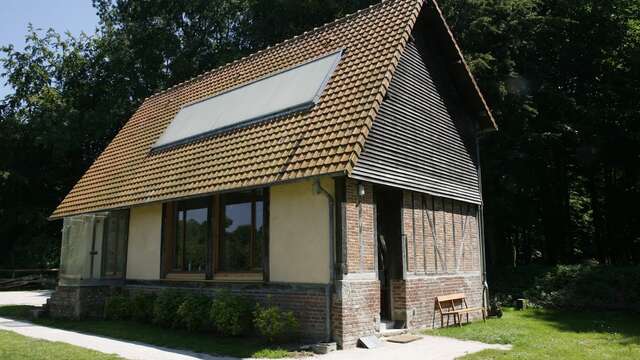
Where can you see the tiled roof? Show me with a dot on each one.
(324, 140)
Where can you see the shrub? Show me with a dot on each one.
(117, 307)
(274, 324)
(142, 307)
(588, 287)
(192, 313)
(230, 314)
(165, 308)
(578, 287)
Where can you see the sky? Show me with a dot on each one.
(74, 16)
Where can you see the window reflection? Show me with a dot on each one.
(241, 243)
(192, 232)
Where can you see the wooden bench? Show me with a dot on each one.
(456, 305)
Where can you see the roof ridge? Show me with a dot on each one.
(258, 52)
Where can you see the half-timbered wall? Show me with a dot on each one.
(442, 256)
(441, 235)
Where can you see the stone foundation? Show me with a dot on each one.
(356, 311)
(76, 302)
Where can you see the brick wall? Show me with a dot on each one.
(356, 311)
(441, 235)
(359, 228)
(443, 257)
(356, 299)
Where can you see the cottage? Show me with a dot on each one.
(336, 173)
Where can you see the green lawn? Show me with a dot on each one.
(154, 335)
(545, 334)
(18, 347)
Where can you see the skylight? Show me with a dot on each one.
(294, 89)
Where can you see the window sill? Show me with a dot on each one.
(185, 276)
(238, 276)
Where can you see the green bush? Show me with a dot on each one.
(165, 308)
(230, 314)
(579, 287)
(274, 324)
(192, 313)
(142, 307)
(117, 307)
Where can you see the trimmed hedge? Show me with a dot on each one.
(226, 313)
(230, 314)
(580, 287)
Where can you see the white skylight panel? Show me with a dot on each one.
(294, 89)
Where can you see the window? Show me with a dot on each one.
(191, 235)
(243, 231)
(220, 234)
(115, 244)
(297, 88)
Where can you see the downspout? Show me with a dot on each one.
(318, 189)
(485, 283)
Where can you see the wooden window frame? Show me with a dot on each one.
(252, 197)
(213, 270)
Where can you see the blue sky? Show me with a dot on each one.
(74, 16)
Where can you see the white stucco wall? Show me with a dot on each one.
(299, 233)
(143, 254)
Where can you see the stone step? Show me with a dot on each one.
(392, 332)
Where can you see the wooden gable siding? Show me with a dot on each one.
(422, 139)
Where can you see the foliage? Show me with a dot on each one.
(142, 307)
(192, 312)
(165, 308)
(117, 307)
(274, 324)
(588, 287)
(580, 287)
(560, 175)
(548, 334)
(230, 314)
(244, 347)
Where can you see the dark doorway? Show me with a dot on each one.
(388, 208)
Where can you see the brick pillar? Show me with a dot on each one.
(356, 300)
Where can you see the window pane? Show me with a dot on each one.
(179, 252)
(115, 238)
(236, 240)
(259, 238)
(195, 244)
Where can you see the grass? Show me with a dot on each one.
(155, 335)
(18, 347)
(546, 334)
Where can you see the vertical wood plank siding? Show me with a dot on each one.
(422, 139)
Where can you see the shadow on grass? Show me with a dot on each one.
(624, 324)
(154, 335)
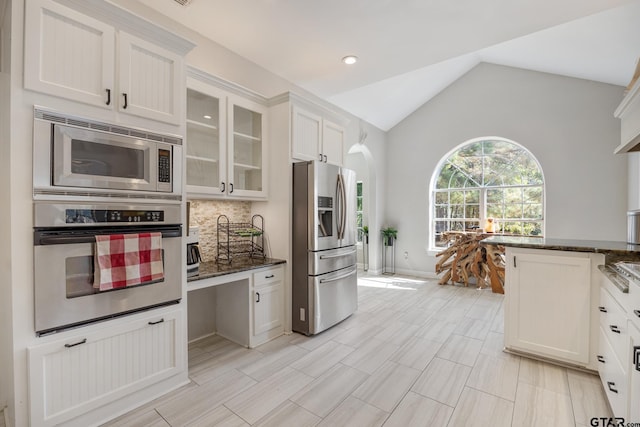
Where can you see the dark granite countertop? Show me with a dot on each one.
(597, 246)
(616, 278)
(211, 269)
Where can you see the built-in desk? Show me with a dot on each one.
(245, 300)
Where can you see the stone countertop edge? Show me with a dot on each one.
(210, 269)
(597, 246)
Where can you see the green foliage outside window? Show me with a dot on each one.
(489, 179)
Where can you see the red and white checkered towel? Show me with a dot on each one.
(127, 260)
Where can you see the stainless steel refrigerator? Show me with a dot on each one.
(325, 286)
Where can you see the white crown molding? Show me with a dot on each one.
(226, 85)
(122, 19)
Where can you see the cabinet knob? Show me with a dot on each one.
(76, 343)
(636, 357)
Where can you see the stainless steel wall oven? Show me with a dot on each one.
(64, 250)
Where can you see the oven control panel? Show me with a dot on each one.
(99, 216)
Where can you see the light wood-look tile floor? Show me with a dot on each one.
(414, 354)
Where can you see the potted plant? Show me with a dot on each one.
(388, 235)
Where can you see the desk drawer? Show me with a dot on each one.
(613, 321)
(634, 303)
(267, 276)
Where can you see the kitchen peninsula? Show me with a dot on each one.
(553, 287)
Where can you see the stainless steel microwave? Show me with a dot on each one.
(74, 155)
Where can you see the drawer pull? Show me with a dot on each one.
(76, 343)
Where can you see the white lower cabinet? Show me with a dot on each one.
(96, 365)
(548, 304)
(268, 297)
(613, 376)
(249, 305)
(634, 373)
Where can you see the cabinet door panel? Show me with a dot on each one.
(333, 142)
(206, 144)
(68, 54)
(306, 134)
(150, 80)
(548, 305)
(267, 308)
(247, 148)
(70, 377)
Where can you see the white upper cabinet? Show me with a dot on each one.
(316, 138)
(332, 143)
(206, 149)
(226, 143)
(307, 135)
(150, 80)
(68, 54)
(246, 141)
(629, 114)
(82, 58)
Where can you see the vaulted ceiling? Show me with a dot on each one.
(409, 50)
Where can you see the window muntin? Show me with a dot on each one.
(488, 178)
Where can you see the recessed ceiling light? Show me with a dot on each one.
(350, 59)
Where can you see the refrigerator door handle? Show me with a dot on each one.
(339, 206)
(342, 207)
(338, 255)
(335, 279)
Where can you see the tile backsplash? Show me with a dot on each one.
(205, 213)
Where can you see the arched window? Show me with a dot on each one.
(487, 178)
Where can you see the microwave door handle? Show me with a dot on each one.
(342, 276)
(340, 255)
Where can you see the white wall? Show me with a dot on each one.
(366, 157)
(6, 381)
(566, 123)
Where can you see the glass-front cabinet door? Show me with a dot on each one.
(247, 154)
(206, 146)
(226, 136)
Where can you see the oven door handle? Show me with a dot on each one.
(51, 237)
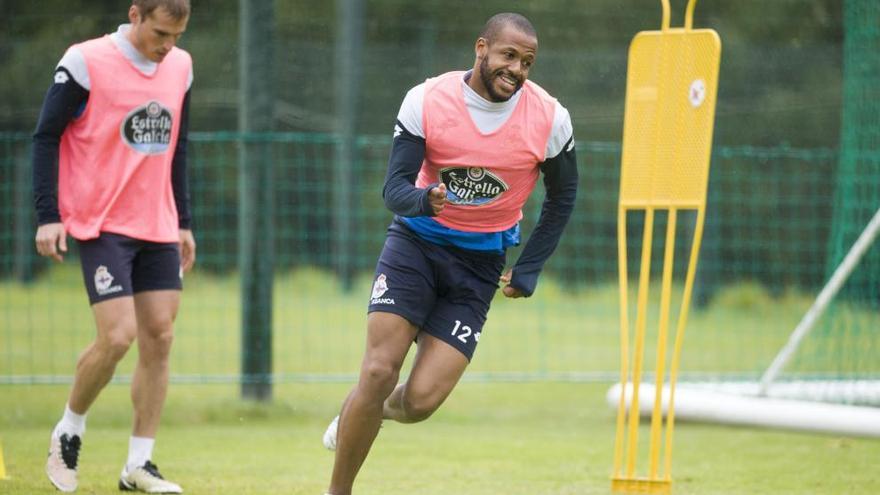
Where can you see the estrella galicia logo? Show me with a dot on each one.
(147, 128)
(471, 185)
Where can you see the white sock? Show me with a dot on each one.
(140, 450)
(71, 423)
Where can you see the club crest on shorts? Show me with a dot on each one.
(380, 286)
(104, 282)
(147, 128)
(472, 185)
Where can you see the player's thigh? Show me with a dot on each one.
(404, 282)
(437, 368)
(156, 311)
(106, 263)
(115, 322)
(156, 267)
(389, 337)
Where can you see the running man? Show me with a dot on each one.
(110, 170)
(467, 151)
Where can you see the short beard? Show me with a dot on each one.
(486, 79)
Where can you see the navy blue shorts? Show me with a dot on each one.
(443, 290)
(116, 265)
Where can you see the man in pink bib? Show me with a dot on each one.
(467, 151)
(109, 161)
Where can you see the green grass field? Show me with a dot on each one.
(529, 418)
(488, 439)
(319, 329)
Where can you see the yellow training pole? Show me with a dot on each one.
(672, 80)
(624, 339)
(2, 465)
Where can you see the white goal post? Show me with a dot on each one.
(789, 404)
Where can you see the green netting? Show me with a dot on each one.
(783, 207)
(754, 282)
(847, 341)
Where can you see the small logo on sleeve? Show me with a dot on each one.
(104, 282)
(61, 77)
(147, 128)
(380, 286)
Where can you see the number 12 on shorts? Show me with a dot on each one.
(465, 332)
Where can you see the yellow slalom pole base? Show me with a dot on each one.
(641, 485)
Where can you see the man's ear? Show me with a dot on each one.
(481, 47)
(134, 14)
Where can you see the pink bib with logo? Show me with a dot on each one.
(114, 170)
(490, 176)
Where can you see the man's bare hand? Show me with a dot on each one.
(508, 290)
(437, 198)
(187, 249)
(51, 240)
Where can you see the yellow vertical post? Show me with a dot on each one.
(2, 464)
(672, 81)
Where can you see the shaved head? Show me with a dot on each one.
(498, 22)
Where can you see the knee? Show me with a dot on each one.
(419, 406)
(115, 344)
(380, 375)
(156, 341)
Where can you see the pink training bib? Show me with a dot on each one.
(490, 176)
(114, 170)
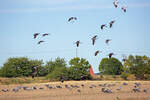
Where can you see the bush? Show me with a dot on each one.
(124, 75)
(79, 69)
(17, 67)
(110, 66)
(57, 73)
(51, 65)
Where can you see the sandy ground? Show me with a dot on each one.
(81, 93)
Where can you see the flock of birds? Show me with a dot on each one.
(94, 38)
(79, 88)
(102, 27)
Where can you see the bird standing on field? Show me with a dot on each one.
(35, 35)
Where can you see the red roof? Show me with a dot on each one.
(91, 71)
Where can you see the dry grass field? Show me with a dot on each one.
(90, 91)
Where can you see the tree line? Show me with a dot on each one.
(78, 68)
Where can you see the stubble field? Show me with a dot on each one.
(77, 90)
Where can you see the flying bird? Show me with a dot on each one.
(77, 43)
(110, 55)
(72, 18)
(124, 8)
(35, 35)
(124, 58)
(45, 34)
(94, 39)
(102, 26)
(96, 53)
(115, 3)
(35, 70)
(111, 23)
(107, 41)
(40, 42)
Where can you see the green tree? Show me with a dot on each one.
(79, 69)
(51, 65)
(57, 73)
(16, 67)
(56, 68)
(138, 65)
(110, 66)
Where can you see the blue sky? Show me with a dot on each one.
(20, 19)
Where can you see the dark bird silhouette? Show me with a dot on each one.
(40, 42)
(96, 53)
(107, 41)
(94, 39)
(111, 23)
(115, 3)
(77, 43)
(35, 70)
(110, 55)
(102, 26)
(62, 78)
(124, 58)
(45, 34)
(35, 35)
(72, 18)
(124, 8)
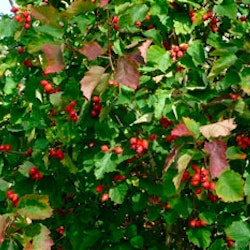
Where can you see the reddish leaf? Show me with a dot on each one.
(218, 129)
(47, 14)
(217, 157)
(40, 241)
(144, 48)
(54, 56)
(104, 2)
(91, 50)
(4, 221)
(181, 130)
(127, 72)
(77, 7)
(90, 80)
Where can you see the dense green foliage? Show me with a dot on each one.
(125, 125)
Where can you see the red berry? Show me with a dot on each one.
(48, 88)
(104, 148)
(60, 154)
(192, 223)
(105, 197)
(33, 171)
(96, 99)
(99, 188)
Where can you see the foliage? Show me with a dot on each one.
(125, 125)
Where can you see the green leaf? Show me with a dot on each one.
(35, 207)
(230, 186)
(118, 193)
(7, 27)
(234, 153)
(245, 79)
(159, 57)
(239, 231)
(196, 51)
(192, 125)
(227, 8)
(221, 64)
(104, 165)
(199, 237)
(247, 189)
(182, 25)
(137, 242)
(139, 12)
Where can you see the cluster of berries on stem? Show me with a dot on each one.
(139, 145)
(96, 106)
(56, 153)
(243, 141)
(48, 87)
(13, 197)
(5, 147)
(35, 174)
(24, 17)
(178, 51)
(70, 109)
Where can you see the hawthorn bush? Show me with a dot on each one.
(125, 125)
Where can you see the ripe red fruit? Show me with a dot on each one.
(20, 50)
(33, 171)
(14, 9)
(8, 147)
(104, 148)
(48, 88)
(60, 154)
(18, 18)
(118, 150)
(192, 223)
(105, 197)
(96, 99)
(99, 188)
(168, 207)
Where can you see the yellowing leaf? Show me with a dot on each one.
(91, 50)
(217, 157)
(127, 72)
(91, 79)
(54, 58)
(218, 129)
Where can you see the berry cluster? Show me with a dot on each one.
(139, 145)
(5, 147)
(48, 87)
(119, 177)
(115, 23)
(13, 197)
(178, 51)
(192, 16)
(243, 141)
(28, 152)
(197, 223)
(96, 108)
(165, 122)
(230, 242)
(71, 111)
(24, 17)
(35, 174)
(60, 230)
(56, 153)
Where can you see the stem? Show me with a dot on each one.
(109, 45)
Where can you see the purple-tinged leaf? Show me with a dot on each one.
(54, 58)
(127, 72)
(217, 157)
(91, 80)
(91, 50)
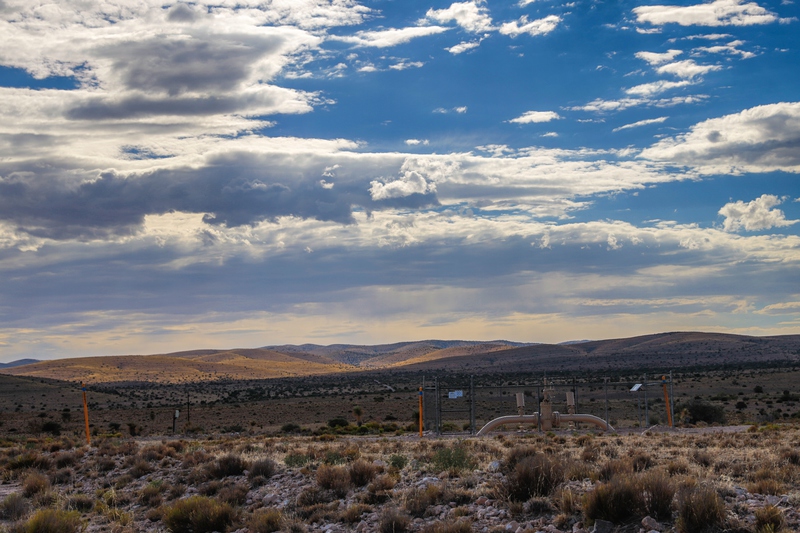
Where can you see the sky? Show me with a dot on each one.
(219, 174)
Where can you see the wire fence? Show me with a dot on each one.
(456, 405)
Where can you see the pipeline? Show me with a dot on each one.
(556, 419)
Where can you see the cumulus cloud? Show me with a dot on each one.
(655, 88)
(756, 215)
(655, 58)
(389, 37)
(408, 184)
(641, 123)
(472, 16)
(541, 26)
(531, 117)
(686, 69)
(716, 13)
(462, 47)
(759, 139)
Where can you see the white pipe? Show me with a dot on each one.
(500, 421)
(534, 419)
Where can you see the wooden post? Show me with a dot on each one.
(420, 412)
(86, 415)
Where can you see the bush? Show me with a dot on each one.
(265, 521)
(228, 465)
(35, 484)
(393, 521)
(296, 460)
(769, 519)
(615, 501)
(14, 507)
(54, 521)
(700, 509)
(657, 492)
(362, 472)
(700, 411)
(537, 475)
(265, 468)
(453, 459)
(198, 514)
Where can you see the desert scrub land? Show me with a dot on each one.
(672, 481)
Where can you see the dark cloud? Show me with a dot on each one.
(212, 64)
(232, 190)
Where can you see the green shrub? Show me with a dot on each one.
(700, 509)
(14, 507)
(536, 475)
(54, 521)
(198, 514)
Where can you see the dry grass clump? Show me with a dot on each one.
(353, 513)
(623, 498)
(265, 521)
(54, 521)
(461, 526)
(198, 514)
(361, 472)
(334, 478)
(770, 519)
(226, 466)
(393, 521)
(536, 475)
(263, 468)
(14, 507)
(700, 509)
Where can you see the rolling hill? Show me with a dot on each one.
(678, 350)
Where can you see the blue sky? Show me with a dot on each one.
(177, 175)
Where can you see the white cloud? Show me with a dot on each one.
(601, 106)
(530, 117)
(732, 48)
(756, 215)
(655, 58)
(536, 27)
(760, 139)
(462, 47)
(640, 123)
(686, 69)
(656, 87)
(389, 37)
(472, 16)
(716, 13)
(411, 182)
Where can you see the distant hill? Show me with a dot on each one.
(19, 362)
(678, 350)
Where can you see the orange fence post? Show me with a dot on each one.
(86, 415)
(420, 412)
(666, 400)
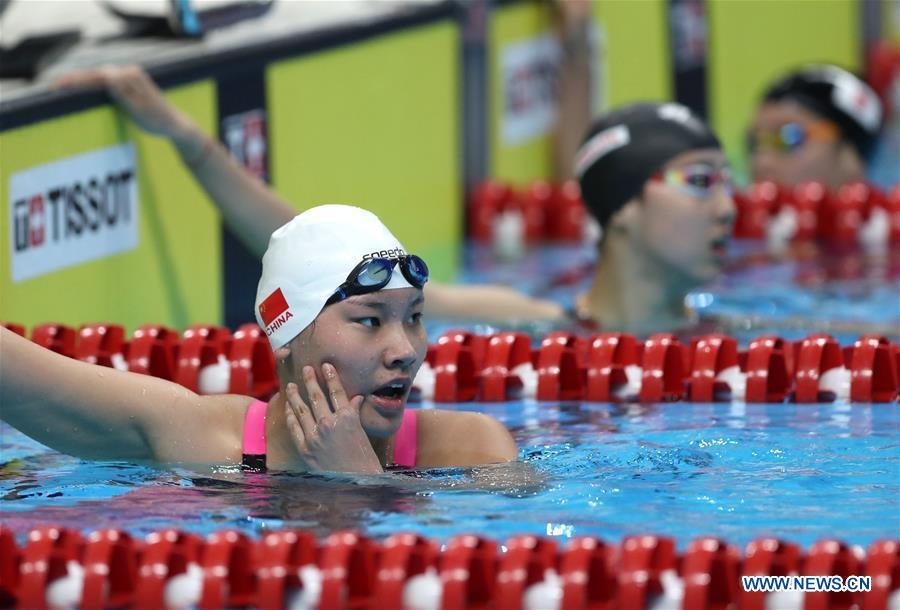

-- Action item --
Reproduce only the lines between the line with "Where can you see the wire" and the final line of the records, both included, so that the copy matches them exactly and contains no pictures.

-- Exercise solution --
Where can you see the wire fence? Show me with a dot on each one.
(456, 405)
Where can you see the pipeline? Show me with a dot on each one.
(556, 419)
Where can you see the cumulus cloud? Show me with a dot on each one.
(655, 88)
(756, 215)
(655, 58)
(389, 37)
(408, 184)
(641, 123)
(472, 16)
(541, 26)
(531, 117)
(686, 69)
(716, 13)
(462, 47)
(759, 139)
Where can you see the white pipe? Show me with a dot on each one.
(500, 421)
(534, 419)
Where can you see the wooden post? Show me with a dot on each one.
(420, 412)
(86, 415)
Where can you see the bush? Show me with a dot on each one.
(265, 521)
(228, 465)
(35, 484)
(393, 521)
(296, 460)
(769, 519)
(615, 501)
(14, 507)
(54, 521)
(700, 509)
(657, 492)
(362, 472)
(700, 411)
(537, 475)
(265, 468)
(453, 459)
(198, 514)
Where can you see the desert scrub land? Show me with a dot on each one.
(672, 481)
Where can you see the dark cloud? Show me with a dot on each one.
(212, 64)
(232, 190)
Where can you see the green shrub? Show me with a dot on each one.
(700, 509)
(14, 507)
(536, 475)
(54, 521)
(198, 514)
Where can you see the dry grass clump? Show me with a dot on each one.
(353, 513)
(623, 498)
(265, 521)
(54, 521)
(461, 526)
(198, 514)
(361, 472)
(334, 478)
(770, 519)
(226, 466)
(393, 521)
(536, 475)
(263, 468)
(14, 507)
(700, 509)
Where can you see the rolling hill? Show me with a dot on each one.
(678, 350)
Where can you see the blue sky? Show me with a dot on each one.
(177, 175)
Where can you see the white cloud? Show me with a dot on each one.
(601, 106)
(530, 117)
(732, 48)
(756, 215)
(655, 58)
(536, 27)
(760, 139)
(462, 47)
(640, 123)
(686, 69)
(656, 87)
(389, 37)
(472, 16)
(716, 13)
(411, 182)
Where can you see the distant hill? Show me with a dot on each one.
(19, 362)
(678, 350)
Where can you see the orange fence post? Show me with a dot on each one.
(86, 415)
(420, 412)
(666, 400)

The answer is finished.